■ **EXTRACT**
───
# Good and bad fats



## Chief Longwind Of The North (Dec 7, 2005)

I was in the doctor's office yesterday, waiting for my wife to be done with her appointment. I picked up "Prevention" magazine and eprused the contents. There were 2 artcles that caught my eye. Ther first was called good and bad fats. I turned to it and read the article. At its begining, there were a few True and False questions/statements. The first of these was "Olive oil is the best oil for reducing LDL (bad) cholesterol." The answer was false. It turns ou that while olilve oil doesn't increase cholesterol levels, it doesn't help reduce bad cholesterol either. The answer also stated that sunflower oil did not contribute to an increase in LDL cholesterol, and in fact, helped lower its levels in the bloodstream, making t the oil of choice for cooking.

The second statement said; "A low fat diet is the best diet for reducing the chances of heart attack." This too was false. In a recent study, 2 groups were placed on seperate diets. The first was given a diet rich in fats where total caloric intake was made up of 33% fat. The second group was given a diet with 8% of total calories derived from fat. The result of the test was that though both groups lost weight, the high fat dieters decreased their chances of getting a heart attack by 18%, while the low-fat dieters reduced their chances by about 7%. At least I think those are the numbers. But I am certain that the high-fat dieters reduced their chance for heart failure significantly more than did the low fat dieters. 

The report didn't say what types of fats were given. But assume that as fat contains more calories per unit weight and volume than virtually any other food, the dieters who consumed the high-fat diet had to cut down on portions compared to their low-fat partners.

Something to think about. We keep hearing about low-fat, high fiber, lots of greens and colorful veggies and fruits. I generally believe that stuff. But this article makes me realize that it's all guesswork and that we know too lilttle to pick a particular diet and say that "this one is the best one". I will stick to the "all things in moderation and eat a wide variety in reasonable amounts" plan.

Seeeeeeya; Goodweed of the North


----------



## jennyema (Dec 7, 2005)

*I think that IS very interesting!*

But re: the high fat vs. low fat dieters ....  I think a lot has to do with the type of fat they were consuming.  Were the "high fat" people consuming sunflower oil, nuts, fish and other sources of "good" or at least not bad fat?  Were the low fat people eating diet coke and margerine?
───
■ **WHAT THIS EXERCISE ASKS**
• 1. Return everything in the good and bad fats thread from "Something to think" down to "jennyema (Dec 7, 2005)", copied word for word.
• 2. Carry the forum thread on good and bad fats forward from its last post, adding what comes next.

■ **GIVEN DATA**
───
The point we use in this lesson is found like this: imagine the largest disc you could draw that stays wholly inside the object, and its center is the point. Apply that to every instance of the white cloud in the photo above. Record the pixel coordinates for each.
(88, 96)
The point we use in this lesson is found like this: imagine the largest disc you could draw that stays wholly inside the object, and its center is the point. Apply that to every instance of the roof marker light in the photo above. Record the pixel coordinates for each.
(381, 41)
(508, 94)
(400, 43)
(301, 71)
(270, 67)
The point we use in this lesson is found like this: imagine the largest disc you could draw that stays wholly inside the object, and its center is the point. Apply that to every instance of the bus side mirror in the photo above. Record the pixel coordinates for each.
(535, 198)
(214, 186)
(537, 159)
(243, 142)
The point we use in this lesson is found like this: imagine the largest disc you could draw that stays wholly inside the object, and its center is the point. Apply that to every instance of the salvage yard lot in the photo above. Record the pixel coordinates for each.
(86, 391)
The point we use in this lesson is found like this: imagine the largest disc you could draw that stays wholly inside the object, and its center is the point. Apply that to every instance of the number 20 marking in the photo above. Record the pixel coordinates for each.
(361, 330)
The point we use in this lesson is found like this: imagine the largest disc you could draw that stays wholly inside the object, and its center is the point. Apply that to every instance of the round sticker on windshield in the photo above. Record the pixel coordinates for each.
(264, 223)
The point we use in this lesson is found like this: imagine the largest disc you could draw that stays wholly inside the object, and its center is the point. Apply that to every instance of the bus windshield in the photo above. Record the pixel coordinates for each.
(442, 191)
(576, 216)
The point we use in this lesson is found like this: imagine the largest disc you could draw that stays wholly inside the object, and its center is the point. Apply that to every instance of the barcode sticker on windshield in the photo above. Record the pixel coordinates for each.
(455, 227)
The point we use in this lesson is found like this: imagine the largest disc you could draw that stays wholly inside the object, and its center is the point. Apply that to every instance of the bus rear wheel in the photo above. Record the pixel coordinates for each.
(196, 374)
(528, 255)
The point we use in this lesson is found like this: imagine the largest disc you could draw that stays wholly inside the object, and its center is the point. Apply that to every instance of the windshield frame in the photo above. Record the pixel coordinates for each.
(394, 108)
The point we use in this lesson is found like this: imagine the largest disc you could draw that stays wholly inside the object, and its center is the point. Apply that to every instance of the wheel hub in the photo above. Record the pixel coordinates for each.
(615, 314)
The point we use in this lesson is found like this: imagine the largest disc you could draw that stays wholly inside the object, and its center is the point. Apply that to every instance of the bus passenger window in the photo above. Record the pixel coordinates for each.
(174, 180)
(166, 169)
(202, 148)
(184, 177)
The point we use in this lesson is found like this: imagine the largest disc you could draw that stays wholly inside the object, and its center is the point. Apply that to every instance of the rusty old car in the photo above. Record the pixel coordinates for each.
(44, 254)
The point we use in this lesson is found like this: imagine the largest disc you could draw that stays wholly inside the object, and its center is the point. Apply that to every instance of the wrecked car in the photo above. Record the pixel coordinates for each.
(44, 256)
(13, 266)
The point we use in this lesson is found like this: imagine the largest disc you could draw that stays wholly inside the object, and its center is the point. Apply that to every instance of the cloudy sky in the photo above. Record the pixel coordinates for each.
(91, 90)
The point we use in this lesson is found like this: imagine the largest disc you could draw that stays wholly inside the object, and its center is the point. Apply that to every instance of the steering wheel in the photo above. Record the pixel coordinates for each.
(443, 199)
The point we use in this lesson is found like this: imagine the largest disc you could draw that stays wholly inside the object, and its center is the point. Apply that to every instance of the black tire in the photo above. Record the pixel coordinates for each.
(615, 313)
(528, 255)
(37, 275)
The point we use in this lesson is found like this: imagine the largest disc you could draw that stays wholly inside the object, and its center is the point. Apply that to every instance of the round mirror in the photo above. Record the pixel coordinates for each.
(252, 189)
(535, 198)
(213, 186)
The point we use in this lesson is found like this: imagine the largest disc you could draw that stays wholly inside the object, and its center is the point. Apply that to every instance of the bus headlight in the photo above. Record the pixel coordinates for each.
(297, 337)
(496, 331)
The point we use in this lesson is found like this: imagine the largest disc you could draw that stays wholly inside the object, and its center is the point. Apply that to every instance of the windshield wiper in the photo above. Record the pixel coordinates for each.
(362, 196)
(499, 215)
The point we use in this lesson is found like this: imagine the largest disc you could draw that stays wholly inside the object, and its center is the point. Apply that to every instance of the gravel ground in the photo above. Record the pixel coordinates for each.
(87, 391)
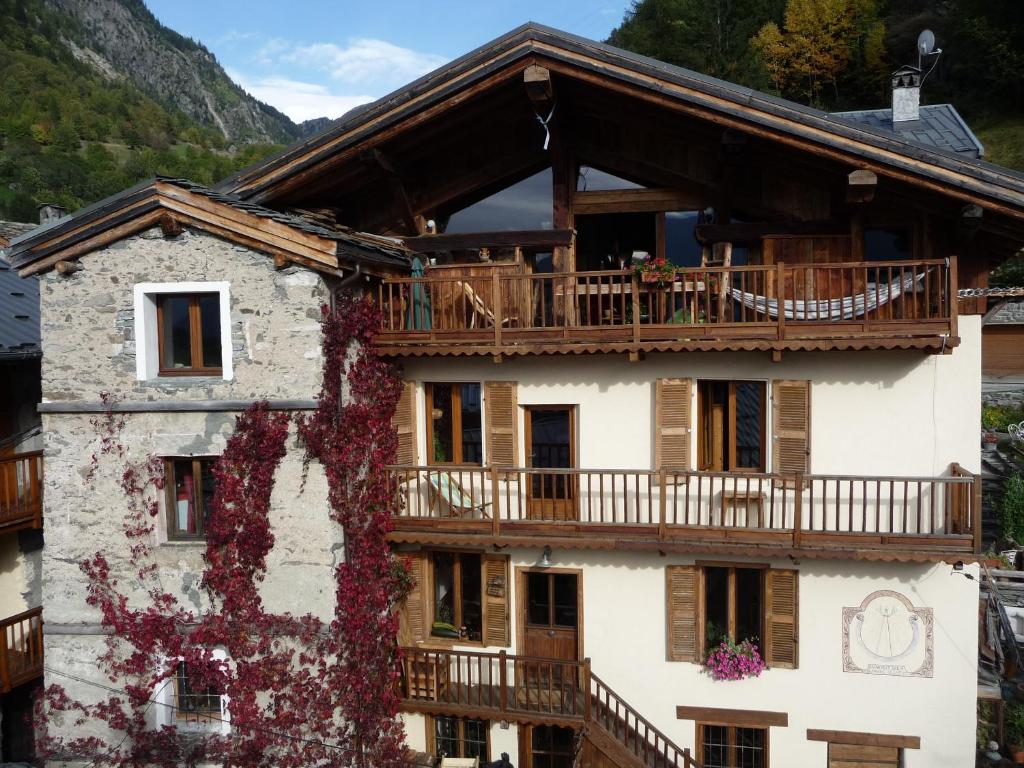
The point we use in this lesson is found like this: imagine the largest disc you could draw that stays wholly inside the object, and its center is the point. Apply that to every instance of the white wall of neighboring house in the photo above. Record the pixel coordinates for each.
(624, 614)
(881, 413)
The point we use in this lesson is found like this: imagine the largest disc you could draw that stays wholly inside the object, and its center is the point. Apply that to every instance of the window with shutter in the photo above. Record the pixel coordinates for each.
(497, 630)
(781, 621)
(404, 424)
(683, 598)
(672, 423)
(792, 426)
(413, 614)
(502, 415)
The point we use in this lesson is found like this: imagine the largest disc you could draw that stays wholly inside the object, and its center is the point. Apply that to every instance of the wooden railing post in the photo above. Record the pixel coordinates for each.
(975, 508)
(4, 670)
(635, 302)
(663, 529)
(496, 510)
(497, 302)
(780, 297)
(503, 684)
(586, 689)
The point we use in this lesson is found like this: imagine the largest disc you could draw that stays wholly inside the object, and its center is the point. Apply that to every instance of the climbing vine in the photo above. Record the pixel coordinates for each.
(301, 691)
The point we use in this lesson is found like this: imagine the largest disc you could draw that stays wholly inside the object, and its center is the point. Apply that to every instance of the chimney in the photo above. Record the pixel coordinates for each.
(50, 212)
(906, 94)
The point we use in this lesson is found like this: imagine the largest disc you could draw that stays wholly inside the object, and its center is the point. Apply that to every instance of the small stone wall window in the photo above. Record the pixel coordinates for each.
(188, 329)
(190, 486)
(182, 330)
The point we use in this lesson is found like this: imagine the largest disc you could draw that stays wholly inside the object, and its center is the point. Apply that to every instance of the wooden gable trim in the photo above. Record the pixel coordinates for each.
(863, 739)
(744, 718)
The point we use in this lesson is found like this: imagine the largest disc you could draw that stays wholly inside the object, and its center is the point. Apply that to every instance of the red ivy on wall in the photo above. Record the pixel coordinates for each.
(301, 692)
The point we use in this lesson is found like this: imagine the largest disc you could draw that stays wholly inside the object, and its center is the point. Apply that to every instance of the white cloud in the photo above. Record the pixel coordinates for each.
(298, 99)
(365, 60)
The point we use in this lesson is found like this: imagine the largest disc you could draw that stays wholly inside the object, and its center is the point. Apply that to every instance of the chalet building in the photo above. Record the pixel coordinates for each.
(684, 363)
(20, 505)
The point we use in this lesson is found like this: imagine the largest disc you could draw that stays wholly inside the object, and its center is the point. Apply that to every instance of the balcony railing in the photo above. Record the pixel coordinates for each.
(777, 302)
(813, 510)
(20, 648)
(22, 491)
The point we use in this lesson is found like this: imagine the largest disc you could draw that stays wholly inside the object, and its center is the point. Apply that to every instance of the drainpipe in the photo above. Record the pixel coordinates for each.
(345, 284)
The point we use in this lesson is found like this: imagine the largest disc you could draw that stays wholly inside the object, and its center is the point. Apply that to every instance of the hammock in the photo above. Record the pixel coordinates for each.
(845, 307)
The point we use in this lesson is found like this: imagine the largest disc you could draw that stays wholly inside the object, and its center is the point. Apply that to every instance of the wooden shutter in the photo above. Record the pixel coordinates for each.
(497, 629)
(792, 426)
(413, 614)
(781, 619)
(404, 424)
(502, 409)
(672, 423)
(682, 591)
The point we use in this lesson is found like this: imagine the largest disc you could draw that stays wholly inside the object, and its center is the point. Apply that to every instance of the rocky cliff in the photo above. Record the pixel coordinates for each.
(122, 39)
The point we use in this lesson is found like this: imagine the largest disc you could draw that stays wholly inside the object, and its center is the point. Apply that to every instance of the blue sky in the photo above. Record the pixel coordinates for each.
(320, 58)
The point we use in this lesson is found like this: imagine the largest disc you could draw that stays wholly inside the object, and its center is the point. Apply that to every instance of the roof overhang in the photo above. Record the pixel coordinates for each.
(674, 88)
(172, 204)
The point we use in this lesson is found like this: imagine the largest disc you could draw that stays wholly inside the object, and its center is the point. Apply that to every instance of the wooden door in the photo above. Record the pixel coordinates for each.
(549, 613)
(551, 444)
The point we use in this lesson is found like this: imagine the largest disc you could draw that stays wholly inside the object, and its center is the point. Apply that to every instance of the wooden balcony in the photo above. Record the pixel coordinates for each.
(20, 649)
(535, 690)
(853, 305)
(20, 492)
(912, 518)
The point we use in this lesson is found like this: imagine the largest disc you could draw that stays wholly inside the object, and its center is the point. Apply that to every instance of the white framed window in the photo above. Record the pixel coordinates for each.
(182, 330)
(189, 708)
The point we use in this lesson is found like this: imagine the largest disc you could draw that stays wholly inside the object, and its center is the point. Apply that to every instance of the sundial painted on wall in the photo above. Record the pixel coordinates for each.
(886, 635)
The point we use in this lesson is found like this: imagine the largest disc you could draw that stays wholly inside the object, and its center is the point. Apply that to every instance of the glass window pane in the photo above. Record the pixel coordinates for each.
(209, 308)
(209, 485)
(750, 748)
(538, 600)
(475, 739)
(176, 344)
(444, 595)
(750, 424)
(184, 518)
(716, 606)
(715, 747)
(749, 604)
(472, 441)
(472, 612)
(565, 600)
(442, 450)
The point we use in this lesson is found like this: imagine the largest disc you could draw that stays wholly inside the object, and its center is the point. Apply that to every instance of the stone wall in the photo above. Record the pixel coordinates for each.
(89, 348)
(88, 322)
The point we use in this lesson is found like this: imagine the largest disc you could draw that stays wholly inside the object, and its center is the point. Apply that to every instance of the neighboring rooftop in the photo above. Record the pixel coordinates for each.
(19, 335)
(940, 126)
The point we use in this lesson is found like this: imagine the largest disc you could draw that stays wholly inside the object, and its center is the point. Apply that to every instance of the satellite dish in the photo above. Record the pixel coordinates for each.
(926, 42)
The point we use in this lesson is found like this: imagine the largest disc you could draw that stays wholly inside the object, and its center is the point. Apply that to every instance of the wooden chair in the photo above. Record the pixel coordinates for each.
(478, 307)
(445, 488)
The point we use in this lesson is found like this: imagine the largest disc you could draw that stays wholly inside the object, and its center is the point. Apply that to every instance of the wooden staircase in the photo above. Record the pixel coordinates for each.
(539, 691)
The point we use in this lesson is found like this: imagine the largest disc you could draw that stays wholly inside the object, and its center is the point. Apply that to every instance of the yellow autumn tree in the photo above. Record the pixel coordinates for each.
(813, 48)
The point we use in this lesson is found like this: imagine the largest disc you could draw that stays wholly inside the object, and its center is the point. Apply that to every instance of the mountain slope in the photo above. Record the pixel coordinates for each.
(124, 38)
(74, 129)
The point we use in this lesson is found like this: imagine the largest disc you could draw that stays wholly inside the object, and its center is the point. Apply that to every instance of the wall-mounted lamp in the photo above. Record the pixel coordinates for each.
(958, 568)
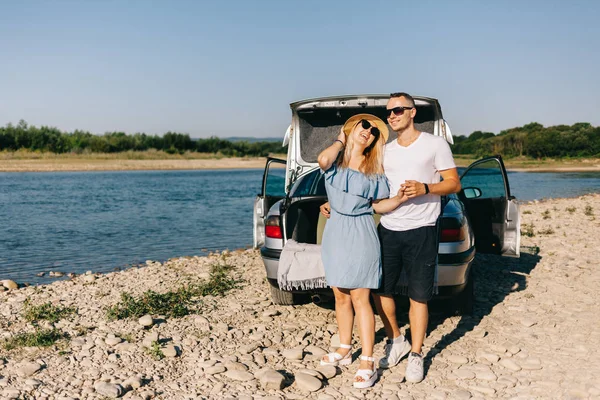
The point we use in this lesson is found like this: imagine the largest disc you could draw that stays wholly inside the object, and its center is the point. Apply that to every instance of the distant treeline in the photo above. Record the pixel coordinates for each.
(48, 139)
(533, 140)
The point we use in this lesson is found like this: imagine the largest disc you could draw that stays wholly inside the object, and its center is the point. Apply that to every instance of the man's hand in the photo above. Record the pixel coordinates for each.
(413, 189)
(402, 195)
(325, 210)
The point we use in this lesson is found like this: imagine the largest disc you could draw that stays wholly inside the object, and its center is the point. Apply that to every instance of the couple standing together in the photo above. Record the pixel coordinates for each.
(359, 259)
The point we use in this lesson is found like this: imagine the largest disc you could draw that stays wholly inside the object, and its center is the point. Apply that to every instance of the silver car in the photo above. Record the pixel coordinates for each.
(482, 217)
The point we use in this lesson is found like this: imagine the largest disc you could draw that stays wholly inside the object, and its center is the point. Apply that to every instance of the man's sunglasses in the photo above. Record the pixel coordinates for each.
(367, 125)
(396, 110)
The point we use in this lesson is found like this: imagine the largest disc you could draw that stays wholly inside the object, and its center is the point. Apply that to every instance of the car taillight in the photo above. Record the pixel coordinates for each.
(451, 230)
(272, 228)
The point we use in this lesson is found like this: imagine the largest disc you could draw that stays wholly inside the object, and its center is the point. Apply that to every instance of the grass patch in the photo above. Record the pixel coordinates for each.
(175, 303)
(39, 338)
(547, 231)
(45, 312)
(527, 230)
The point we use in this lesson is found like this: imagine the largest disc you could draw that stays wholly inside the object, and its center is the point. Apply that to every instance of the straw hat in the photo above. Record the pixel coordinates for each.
(373, 120)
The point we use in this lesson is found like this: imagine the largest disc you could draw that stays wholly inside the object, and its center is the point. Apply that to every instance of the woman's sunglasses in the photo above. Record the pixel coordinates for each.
(396, 110)
(367, 125)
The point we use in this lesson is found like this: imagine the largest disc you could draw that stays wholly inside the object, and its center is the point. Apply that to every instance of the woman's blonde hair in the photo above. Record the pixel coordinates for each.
(373, 162)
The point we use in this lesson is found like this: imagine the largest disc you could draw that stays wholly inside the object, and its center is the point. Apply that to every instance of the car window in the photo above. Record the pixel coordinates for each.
(487, 177)
(275, 182)
(311, 184)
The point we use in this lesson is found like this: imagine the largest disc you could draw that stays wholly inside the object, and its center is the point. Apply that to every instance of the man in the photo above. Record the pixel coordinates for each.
(408, 235)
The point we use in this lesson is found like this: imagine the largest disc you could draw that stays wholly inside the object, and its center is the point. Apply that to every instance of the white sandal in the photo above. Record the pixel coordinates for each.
(336, 358)
(369, 376)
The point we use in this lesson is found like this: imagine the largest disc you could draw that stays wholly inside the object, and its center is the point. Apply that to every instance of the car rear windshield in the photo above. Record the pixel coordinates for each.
(320, 126)
(311, 184)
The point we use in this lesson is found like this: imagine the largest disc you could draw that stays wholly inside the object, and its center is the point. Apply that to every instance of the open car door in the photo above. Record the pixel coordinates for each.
(492, 211)
(273, 190)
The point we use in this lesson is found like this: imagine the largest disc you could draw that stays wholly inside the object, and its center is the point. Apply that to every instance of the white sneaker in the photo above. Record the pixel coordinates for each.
(395, 350)
(414, 368)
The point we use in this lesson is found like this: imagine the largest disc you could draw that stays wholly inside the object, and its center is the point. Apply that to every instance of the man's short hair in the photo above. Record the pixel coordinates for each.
(405, 95)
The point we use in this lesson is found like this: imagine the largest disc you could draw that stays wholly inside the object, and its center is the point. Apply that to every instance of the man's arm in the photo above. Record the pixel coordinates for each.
(450, 184)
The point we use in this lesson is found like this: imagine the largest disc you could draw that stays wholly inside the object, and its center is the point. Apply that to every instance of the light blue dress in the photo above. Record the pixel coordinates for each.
(350, 248)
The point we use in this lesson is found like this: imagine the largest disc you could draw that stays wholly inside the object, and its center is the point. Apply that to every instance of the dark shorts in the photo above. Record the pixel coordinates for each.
(415, 252)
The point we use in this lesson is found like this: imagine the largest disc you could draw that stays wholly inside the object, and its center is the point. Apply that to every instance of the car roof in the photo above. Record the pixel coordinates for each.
(356, 96)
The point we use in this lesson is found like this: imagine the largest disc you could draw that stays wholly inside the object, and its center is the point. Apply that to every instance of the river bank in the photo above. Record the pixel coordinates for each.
(534, 334)
(152, 160)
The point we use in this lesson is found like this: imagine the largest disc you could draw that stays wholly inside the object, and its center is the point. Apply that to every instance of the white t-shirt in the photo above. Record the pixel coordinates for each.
(420, 161)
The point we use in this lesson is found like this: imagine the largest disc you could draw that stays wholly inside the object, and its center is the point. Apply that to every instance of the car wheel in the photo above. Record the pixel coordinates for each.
(466, 299)
(281, 297)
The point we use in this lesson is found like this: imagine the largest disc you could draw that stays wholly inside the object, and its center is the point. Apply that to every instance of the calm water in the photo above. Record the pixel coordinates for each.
(79, 221)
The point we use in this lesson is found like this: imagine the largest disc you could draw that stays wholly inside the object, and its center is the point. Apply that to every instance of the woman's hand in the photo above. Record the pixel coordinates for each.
(325, 210)
(342, 136)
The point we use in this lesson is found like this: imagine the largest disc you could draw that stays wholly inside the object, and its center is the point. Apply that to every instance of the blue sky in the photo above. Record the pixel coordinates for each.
(231, 68)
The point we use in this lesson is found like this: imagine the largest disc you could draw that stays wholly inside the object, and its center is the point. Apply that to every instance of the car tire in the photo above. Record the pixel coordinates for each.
(466, 299)
(282, 298)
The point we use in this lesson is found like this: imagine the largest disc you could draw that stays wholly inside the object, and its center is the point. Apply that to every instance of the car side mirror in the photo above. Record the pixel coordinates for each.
(472, 193)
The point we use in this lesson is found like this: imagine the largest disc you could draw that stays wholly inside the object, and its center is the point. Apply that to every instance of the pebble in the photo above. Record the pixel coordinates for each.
(28, 369)
(107, 389)
(464, 374)
(135, 382)
(146, 321)
(483, 389)
(457, 359)
(526, 322)
(328, 371)
(217, 369)
(315, 351)
(510, 364)
(238, 375)
(33, 382)
(486, 375)
(10, 284)
(311, 372)
(171, 350)
(272, 379)
(308, 383)
(249, 348)
(113, 340)
(293, 354)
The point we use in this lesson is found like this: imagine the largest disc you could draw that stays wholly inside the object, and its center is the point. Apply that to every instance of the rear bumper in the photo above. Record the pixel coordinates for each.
(453, 270)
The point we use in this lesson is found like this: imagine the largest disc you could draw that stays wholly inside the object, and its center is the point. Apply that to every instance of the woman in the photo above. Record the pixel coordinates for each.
(351, 254)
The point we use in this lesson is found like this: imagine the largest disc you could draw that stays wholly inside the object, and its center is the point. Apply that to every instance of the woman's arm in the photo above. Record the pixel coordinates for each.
(328, 156)
(386, 205)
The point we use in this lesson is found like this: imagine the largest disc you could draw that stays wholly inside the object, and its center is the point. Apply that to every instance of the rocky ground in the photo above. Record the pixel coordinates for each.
(535, 332)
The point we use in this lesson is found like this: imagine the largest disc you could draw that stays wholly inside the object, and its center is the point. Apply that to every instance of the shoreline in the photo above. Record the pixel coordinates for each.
(239, 344)
(99, 164)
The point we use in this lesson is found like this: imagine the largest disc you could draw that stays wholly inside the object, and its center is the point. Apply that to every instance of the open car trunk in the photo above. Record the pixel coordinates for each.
(303, 221)
(317, 122)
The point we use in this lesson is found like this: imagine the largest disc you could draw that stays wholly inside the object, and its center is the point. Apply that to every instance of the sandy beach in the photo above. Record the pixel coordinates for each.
(535, 333)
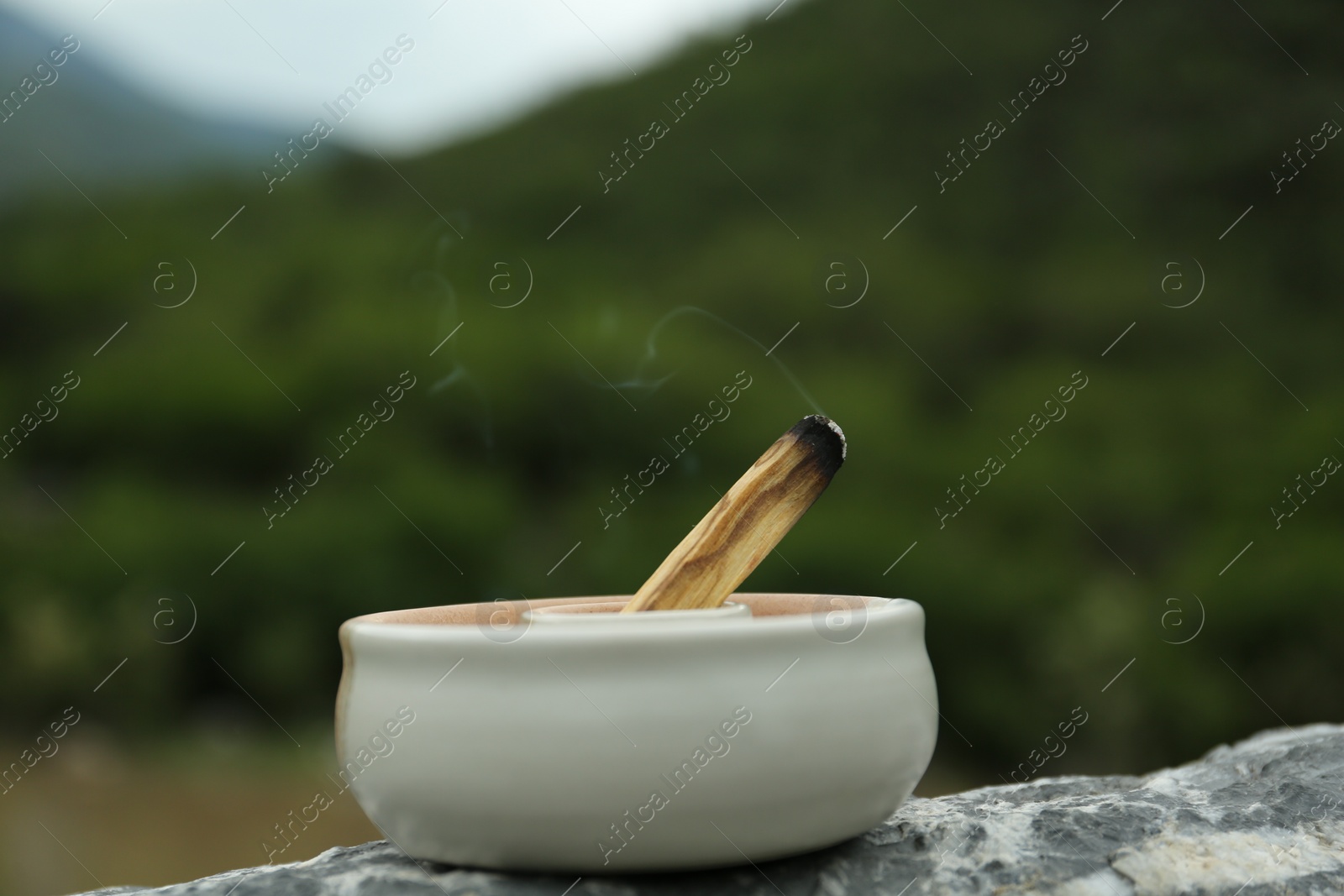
───
■ **RESPONSES BY TASK**
• 1.
Something to think about. We keep hearing about low-fat, high fiber, lots of greens and colorful veggies and fruits. I generally believe that stuff. But this article makes me realize that it's all guesswork and that we know too lilttle to pick a particular diet and say that "this one is the best one". I will stick to the "all things in moderation and eat a wide variety in reasonable amounts" plan.

Seeeeeeya; Goodweed of the North


----------



## jennyema (Dec 7, 2005)

• 2.
I agree that it's hard to say that a particular diet is the best, but low to mod fat (and more good fat than bad), good carbs, lean protein and lots of fruits/veggies is a hard approach to argue with.

TNX for the info!!!


----------



## Piccolina (Dec 7, 2005)

I second Jenny, this is very interesting info Goodweed, thank-you for taking the time to share it all with us. I personaly cook primarily with olive oil, as it an oil which my IBS can tolerate, and because we (DH & I) both love its taste and versitility. I know that my cholesterol is good (a couple of years ago I was told it was almost on the low side), and I hope that I can always keep it as such


----------



## licia (Dec 7, 2005)

It doesn't pay to change our ways much according to each of the studies. The next issue will probably come out with completely different results. There is so much misinformation, it gets hard to sort it out. Probably stress will be what kills us for wondering what diet and what kind of food or fat she should eat and not eat. Probably moderation in all things should apply.


----------



## Chief Longwind Of The North (Dec 7, 2005)

I rely on spiritual answers a great deal.  I know not everyone is religeous, so I won't go into detail.  But for those who do believe in Diety, prayer is a great way to get answers about virtually anything.  

I find more and more that the body and its chemistry is monstously complex.  Put that together with the physical processes that we put ourselves through, and we begin to see that we are just now scratching the surface of a very large ball of knowledge.  I won't trust the medical community completely for a variety of reasons, most importantly because they are just like us.  They know a few things, and guess at a whole bunch more.

That being said, I'd still trust a qualified nutritionist more than I would electrical engineering tech., like myself, when it comes to sound nutrition.  Now if you need someone to build you a computer-controlled light tracking system... 

And I still agree, moderation in all things, and don't go off the deep end for any diet plan.  Keep and open mind and learn as much info as possible, about as many things as possible, epecially about things that directly concern our health and life enjoyment.

Seeeeeeya; Goodweed of the North


----------



## Constance (Dec 7, 2005)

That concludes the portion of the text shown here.